_WHAT IS REQUIRED_
Restate verbatim the span of lines below between the line with "Target: wet sand" and the line with "Target: wooden beam", including those two lines, and only that span.

_Source records_
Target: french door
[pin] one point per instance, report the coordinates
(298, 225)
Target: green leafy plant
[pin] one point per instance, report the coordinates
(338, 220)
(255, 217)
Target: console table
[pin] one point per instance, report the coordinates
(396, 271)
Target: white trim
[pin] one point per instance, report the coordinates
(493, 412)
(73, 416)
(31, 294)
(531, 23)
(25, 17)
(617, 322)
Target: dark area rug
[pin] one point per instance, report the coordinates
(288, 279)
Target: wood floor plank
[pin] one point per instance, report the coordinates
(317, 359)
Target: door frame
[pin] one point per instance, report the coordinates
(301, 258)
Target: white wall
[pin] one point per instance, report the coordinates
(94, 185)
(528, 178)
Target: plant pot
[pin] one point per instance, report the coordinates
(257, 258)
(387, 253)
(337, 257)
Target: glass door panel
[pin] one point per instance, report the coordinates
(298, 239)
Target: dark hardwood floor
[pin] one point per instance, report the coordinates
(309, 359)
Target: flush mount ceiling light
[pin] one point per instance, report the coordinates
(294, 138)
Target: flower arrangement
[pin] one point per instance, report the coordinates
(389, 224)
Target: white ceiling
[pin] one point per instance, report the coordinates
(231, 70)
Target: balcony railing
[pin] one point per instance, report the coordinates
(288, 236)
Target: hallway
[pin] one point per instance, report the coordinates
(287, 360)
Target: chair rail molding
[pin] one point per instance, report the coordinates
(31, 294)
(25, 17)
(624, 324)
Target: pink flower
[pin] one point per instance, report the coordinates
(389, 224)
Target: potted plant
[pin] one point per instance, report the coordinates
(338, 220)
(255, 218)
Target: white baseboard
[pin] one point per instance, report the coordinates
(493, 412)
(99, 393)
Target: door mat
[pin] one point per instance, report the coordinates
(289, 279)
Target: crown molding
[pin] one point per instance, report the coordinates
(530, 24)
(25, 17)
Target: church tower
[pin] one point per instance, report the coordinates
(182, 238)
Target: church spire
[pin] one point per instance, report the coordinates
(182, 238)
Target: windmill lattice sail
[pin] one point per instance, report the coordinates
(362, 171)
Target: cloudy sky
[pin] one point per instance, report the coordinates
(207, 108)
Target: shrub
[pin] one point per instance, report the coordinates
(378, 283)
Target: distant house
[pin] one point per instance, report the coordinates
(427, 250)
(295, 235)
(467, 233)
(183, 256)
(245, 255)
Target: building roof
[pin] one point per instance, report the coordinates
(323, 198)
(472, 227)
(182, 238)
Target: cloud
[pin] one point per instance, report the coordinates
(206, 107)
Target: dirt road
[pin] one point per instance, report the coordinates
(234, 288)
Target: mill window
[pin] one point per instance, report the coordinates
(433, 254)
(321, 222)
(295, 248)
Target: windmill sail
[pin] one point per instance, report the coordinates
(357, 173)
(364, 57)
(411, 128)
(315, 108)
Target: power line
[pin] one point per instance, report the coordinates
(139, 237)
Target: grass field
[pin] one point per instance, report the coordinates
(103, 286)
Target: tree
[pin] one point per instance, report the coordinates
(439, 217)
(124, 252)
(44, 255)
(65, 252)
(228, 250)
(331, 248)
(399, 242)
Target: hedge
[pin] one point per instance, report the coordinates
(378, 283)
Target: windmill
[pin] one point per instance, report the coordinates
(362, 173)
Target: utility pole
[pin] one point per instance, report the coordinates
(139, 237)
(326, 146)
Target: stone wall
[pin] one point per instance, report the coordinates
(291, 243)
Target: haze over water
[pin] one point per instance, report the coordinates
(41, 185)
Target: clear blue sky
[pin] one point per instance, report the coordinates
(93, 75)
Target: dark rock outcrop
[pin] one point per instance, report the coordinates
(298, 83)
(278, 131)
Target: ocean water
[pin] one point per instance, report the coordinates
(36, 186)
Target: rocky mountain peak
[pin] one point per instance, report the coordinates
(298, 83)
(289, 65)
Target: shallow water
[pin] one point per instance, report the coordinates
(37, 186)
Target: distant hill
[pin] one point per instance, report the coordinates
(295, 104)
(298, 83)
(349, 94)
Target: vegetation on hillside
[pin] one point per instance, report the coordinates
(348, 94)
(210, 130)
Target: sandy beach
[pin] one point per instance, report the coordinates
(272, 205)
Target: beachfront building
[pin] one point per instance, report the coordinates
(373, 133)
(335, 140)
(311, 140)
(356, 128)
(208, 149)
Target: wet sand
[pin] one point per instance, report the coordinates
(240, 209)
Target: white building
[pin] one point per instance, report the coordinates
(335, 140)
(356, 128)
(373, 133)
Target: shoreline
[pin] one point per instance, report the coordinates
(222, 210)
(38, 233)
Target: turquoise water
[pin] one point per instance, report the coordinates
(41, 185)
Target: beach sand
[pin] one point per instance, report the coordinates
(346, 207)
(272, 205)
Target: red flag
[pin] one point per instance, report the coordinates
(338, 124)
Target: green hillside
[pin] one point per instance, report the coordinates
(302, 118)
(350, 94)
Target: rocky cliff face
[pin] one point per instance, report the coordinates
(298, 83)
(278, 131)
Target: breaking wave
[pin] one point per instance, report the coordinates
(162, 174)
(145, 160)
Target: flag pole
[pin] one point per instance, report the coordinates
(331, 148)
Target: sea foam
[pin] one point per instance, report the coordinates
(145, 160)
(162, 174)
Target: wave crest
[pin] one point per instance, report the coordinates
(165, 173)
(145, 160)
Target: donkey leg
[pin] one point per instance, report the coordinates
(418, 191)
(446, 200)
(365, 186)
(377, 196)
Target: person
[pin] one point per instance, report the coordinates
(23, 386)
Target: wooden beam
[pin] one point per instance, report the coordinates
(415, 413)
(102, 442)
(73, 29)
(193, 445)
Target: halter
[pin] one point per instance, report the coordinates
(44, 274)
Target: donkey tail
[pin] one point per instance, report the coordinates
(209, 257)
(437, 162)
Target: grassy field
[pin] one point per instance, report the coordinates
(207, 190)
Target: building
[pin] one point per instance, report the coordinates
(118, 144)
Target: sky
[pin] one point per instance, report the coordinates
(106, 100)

_TASK RESPONSE_
Target: wet sand
[pin] one point per instance, report the coordinates
(240, 209)
Target: white building
[pin] one point per instance, report the coordinates
(335, 140)
(356, 128)
(373, 133)
Target: shoreline
[pin] one point per instance, report the coordinates
(222, 210)
(38, 233)
Target: turquoise water
[pin] one point per instance, report the coordinates
(41, 185)
Target: beach sand
[pin] one point per instance, report the coordinates
(346, 207)
(272, 205)
Target: red flag
[pin] one point per instance, report the coordinates
(338, 124)
Target: green hillside
[pin] one point per instance, report the coordinates
(302, 118)
(350, 94)
Target: rocky cliff face
[pin] one point per instance, report the coordinates
(298, 83)
(278, 131)
Target: breaking wave
[pin] one point per instance, report the coordinates
(162, 174)
(145, 160)
Target: flag pole
[pin] one point per instance, report the coordinates
(331, 148)
Target: sea foam
[pin] one point per instance, report the coordinates
(145, 160)
(162, 174)
Target: wave crest
[pin] one point per instance, report the coordinates
(165, 173)
(145, 160)
Target: donkey leg
[pin] one point per instance, report the coordinates
(418, 191)
(446, 200)
(365, 186)
(377, 196)
Target: person
[pin] one point per instance, report the coordinates
(23, 386)
Target: wooden beam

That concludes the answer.